▸ Provided records
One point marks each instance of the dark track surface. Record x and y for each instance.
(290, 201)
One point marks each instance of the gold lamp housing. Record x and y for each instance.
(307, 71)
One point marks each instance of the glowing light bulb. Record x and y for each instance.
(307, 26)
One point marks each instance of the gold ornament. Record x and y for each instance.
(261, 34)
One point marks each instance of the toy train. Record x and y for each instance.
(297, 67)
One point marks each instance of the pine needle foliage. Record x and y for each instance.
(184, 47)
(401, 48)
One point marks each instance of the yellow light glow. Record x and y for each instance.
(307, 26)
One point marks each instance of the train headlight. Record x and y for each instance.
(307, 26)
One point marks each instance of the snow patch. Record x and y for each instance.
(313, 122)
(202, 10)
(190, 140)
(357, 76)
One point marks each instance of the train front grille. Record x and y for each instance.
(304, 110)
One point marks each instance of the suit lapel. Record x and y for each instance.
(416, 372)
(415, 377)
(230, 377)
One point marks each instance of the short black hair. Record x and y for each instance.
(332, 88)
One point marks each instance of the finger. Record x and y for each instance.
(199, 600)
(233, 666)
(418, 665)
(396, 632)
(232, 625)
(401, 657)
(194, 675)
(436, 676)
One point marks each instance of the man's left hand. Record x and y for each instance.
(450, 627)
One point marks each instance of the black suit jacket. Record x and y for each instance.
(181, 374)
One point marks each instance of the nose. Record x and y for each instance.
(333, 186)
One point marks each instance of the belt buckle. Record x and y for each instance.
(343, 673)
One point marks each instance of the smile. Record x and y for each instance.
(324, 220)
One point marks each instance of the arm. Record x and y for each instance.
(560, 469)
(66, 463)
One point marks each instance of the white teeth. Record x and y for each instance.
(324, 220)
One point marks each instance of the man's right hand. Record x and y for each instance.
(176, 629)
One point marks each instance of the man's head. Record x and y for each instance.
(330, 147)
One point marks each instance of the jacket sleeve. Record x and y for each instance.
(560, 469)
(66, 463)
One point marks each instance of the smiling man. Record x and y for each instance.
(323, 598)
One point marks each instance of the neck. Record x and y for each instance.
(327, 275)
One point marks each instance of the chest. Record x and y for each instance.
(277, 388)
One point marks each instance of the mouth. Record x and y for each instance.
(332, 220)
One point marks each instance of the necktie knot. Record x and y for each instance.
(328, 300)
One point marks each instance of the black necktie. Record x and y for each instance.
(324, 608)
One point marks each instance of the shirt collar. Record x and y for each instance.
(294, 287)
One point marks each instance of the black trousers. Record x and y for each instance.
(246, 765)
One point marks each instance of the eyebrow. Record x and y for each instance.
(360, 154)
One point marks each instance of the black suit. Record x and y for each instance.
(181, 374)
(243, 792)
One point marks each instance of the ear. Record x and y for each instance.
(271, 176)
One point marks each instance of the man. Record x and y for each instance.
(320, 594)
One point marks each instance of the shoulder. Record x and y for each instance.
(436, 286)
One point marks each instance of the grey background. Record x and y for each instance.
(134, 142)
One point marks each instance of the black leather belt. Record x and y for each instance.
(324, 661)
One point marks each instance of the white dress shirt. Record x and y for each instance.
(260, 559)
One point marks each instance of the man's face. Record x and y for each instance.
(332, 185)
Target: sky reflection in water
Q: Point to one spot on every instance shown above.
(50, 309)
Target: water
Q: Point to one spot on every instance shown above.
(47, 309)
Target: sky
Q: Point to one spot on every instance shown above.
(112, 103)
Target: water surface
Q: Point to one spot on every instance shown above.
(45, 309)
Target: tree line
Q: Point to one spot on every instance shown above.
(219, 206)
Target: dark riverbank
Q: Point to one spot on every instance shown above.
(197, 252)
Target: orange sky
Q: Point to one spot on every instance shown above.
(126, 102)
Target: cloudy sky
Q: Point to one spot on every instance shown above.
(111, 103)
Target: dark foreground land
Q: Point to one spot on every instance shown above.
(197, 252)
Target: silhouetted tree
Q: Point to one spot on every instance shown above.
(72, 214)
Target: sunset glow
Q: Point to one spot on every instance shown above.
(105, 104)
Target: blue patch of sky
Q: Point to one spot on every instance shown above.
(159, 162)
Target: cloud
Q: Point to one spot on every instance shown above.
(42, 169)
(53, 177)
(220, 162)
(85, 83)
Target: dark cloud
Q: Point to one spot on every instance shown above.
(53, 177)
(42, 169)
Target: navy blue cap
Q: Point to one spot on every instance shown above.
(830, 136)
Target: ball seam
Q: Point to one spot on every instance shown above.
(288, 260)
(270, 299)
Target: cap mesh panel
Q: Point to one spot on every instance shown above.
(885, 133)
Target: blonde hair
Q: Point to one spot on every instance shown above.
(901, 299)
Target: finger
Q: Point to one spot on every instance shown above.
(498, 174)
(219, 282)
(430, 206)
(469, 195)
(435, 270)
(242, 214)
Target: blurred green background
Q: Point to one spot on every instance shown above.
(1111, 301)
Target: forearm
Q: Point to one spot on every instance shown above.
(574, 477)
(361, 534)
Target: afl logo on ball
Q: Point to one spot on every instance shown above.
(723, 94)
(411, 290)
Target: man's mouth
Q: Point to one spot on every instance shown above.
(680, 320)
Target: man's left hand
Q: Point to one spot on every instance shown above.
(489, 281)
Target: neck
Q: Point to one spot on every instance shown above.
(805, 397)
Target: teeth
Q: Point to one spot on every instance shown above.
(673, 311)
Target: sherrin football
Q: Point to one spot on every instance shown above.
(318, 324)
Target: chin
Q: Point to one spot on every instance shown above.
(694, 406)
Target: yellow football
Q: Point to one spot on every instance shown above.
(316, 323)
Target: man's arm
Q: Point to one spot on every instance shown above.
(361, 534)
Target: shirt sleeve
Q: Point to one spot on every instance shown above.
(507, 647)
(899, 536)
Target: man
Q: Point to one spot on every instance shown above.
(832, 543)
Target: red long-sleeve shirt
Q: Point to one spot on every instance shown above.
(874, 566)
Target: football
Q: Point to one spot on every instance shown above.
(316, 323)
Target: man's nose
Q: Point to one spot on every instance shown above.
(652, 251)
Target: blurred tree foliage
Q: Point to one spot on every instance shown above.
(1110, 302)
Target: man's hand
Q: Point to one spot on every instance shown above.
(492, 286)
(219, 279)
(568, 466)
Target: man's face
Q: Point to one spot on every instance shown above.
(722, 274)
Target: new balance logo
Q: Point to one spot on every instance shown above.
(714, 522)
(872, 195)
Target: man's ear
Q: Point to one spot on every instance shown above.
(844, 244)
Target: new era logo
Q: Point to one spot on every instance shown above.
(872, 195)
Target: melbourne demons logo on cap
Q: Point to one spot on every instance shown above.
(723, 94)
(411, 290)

▸ Written task
Can you reproduce the data starting at the line containing "Target: man's left hand" and ending at the end of the data, switching "logo" to "emblem" and leaving everything else unchanged?

▸ Completed task
Target: man's left hand
Q: Point to one spot on every instance shown above.
(489, 281)
Target: neck
Q: Point to one spot on every instance shown above.
(805, 397)
Target: teeth
Q: Point to one spot on every instance shown above.
(673, 311)
Target: sherrin football
Q: Point to one spot on every instance shown above.
(318, 324)
Target: chin
Q: Point to one spot on every instance shown above.
(694, 406)
Target: yellow football
Q: Point to one spot on every instance shown above.
(316, 323)
Target: man's arm
Q: Point to one spot on every instance shown above.
(361, 534)
Target: shirt sleeve
Q: Point to one spot on every instance shown above.
(507, 647)
(899, 536)
Target: man
Q: Point to one spot on every instance shown above.
(832, 543)
Target: red long-sleeve shirt
Q: Point to one spot on every instance shown above.
(874, 566)
Target: football
Q: Point to one spot on every instance shown above.
(316, 323)
Target: man's nose
Q: Point to one spot on every instance shown above.
(652, 251)
Target: blurred tree foliage
Q: Point to one spot on every instance shown above.
(1110, 302)
Target: man's hand
Q: Point to one spot on every instance shown above.
(492, 286)
(219, 279)
(568, 466)
Target: man's face
Q: Point to one spot on every instance shown above.
(722, 274)
Target: new balance emblem
Q: Point to one spot on every instance shown above.
(714, 522)
(872, 195)
Target: man's ear
Q: Point to one spot on every instance shown above.
(844, 244)
Target: new era emblem
Q: Point to one spot on every instance shown above.
(872, 195)
Target: melbourne demons emblem on cap
Q: Point to one spot on every instance shown above.
(723, 94)
(411, 290)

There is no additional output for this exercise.